§ **To-do item**
Copy out the lines starting at the one containing "275L388 238L274 284L297" and ending at the one containing "positive clicks: (478, 303)", and give only those lines.
=== Entries shown ===
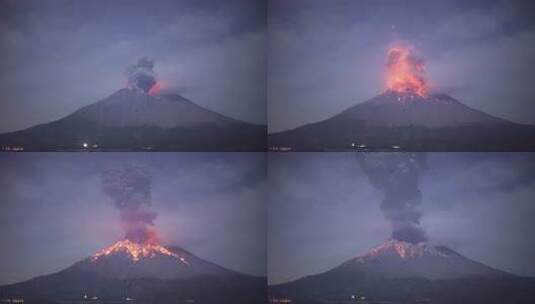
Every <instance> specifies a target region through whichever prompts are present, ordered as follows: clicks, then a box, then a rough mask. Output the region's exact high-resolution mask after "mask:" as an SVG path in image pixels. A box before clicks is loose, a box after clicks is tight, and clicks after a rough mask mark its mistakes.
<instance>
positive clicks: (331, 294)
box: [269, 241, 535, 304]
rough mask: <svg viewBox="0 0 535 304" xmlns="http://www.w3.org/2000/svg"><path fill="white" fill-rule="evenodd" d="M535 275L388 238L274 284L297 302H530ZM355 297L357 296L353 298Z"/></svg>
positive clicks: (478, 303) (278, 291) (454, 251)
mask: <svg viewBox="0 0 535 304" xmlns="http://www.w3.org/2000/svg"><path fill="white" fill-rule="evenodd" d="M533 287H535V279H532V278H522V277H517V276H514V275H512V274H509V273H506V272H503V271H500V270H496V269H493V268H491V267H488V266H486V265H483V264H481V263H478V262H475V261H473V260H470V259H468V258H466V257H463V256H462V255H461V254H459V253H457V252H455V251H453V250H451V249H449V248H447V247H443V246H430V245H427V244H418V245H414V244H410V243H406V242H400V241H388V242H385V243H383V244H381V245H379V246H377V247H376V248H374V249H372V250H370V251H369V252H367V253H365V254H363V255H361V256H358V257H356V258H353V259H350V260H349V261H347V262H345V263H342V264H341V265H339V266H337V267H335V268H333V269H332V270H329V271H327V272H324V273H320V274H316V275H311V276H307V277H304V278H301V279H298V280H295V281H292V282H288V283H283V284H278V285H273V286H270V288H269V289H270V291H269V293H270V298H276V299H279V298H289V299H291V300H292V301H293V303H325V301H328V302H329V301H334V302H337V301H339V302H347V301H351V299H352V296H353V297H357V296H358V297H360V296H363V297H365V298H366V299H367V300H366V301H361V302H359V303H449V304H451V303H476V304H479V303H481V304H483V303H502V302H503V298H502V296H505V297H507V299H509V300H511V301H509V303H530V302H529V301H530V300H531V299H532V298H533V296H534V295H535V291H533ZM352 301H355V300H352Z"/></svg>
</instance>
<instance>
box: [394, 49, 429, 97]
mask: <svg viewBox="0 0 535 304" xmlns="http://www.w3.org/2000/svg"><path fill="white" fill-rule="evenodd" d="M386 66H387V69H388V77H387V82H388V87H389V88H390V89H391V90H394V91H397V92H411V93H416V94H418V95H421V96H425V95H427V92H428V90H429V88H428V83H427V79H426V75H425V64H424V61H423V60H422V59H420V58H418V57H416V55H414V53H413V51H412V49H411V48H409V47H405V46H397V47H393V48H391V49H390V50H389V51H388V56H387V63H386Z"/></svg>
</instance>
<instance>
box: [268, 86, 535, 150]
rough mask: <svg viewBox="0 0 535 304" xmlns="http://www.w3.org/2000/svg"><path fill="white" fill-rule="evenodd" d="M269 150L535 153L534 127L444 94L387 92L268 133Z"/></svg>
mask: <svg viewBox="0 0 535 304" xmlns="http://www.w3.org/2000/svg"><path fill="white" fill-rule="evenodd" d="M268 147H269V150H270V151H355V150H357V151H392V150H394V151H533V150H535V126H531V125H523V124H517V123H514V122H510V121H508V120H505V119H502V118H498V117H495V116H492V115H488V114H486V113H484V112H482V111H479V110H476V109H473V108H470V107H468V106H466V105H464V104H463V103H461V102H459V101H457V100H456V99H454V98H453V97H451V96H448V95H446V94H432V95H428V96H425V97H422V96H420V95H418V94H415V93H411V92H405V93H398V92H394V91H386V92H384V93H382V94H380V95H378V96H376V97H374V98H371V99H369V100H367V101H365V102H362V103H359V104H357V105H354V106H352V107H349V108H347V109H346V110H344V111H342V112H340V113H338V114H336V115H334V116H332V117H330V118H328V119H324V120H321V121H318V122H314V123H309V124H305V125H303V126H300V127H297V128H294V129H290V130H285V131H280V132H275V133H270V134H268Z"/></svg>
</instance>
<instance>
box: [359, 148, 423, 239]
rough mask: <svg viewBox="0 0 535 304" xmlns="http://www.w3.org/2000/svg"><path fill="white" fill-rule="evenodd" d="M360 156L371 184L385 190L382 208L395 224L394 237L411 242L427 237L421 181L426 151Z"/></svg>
===
=== Entries shown ===
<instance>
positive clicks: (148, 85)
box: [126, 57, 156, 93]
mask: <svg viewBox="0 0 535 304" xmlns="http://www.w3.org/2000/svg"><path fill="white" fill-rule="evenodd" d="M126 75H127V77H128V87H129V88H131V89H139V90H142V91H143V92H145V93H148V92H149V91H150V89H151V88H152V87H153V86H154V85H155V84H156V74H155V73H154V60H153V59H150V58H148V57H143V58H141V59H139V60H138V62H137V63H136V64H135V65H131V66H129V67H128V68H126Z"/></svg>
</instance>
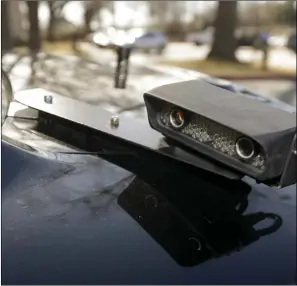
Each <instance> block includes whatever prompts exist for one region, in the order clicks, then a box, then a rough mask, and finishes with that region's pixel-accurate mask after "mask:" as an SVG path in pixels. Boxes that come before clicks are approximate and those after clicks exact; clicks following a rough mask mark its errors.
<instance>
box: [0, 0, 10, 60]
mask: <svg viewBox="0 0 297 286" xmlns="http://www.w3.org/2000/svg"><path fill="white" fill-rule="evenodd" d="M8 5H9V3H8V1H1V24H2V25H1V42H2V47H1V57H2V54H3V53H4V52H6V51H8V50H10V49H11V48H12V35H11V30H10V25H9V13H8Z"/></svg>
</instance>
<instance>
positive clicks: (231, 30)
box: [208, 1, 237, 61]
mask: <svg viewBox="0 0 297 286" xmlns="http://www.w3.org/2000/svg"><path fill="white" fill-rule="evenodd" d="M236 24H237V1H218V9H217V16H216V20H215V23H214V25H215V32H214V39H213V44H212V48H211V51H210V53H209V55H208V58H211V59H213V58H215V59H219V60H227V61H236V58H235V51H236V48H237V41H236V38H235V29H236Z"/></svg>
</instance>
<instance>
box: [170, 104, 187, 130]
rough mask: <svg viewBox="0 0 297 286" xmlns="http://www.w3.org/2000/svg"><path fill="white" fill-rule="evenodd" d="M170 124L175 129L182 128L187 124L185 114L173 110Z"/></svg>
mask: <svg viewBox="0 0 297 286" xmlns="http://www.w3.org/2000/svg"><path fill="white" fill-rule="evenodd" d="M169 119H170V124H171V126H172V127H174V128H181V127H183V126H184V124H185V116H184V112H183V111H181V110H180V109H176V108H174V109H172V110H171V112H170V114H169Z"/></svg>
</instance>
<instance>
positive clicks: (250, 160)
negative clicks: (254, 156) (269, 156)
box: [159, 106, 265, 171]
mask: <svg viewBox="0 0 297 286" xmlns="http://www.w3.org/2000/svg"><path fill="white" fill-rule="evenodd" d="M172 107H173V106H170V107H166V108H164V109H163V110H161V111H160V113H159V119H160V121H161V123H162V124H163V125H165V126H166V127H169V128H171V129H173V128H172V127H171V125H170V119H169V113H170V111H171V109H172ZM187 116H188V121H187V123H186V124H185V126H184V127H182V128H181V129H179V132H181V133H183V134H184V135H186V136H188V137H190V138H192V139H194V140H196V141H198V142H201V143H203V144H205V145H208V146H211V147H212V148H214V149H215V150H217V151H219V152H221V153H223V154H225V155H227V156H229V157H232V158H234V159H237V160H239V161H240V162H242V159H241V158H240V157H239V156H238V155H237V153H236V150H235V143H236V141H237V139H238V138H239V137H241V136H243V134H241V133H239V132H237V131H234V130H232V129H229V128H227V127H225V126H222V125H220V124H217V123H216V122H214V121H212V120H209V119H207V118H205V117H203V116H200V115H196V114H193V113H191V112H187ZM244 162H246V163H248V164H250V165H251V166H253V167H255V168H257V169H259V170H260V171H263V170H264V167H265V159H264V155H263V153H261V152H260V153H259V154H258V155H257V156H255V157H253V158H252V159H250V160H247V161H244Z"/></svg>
===
§ **Exercise output**
rough mask: <svg viewBox="0 0 535 304" xmlns="http://www.w3.org/2000/svg"><path fill="white" fill-rule="evenodd" d="M535 275L388 238L274 284L297 302H530ZM355 297L357 296L353 298Z"/></svg>
positive clicks: (478, 303) (278, 291) (454, 251)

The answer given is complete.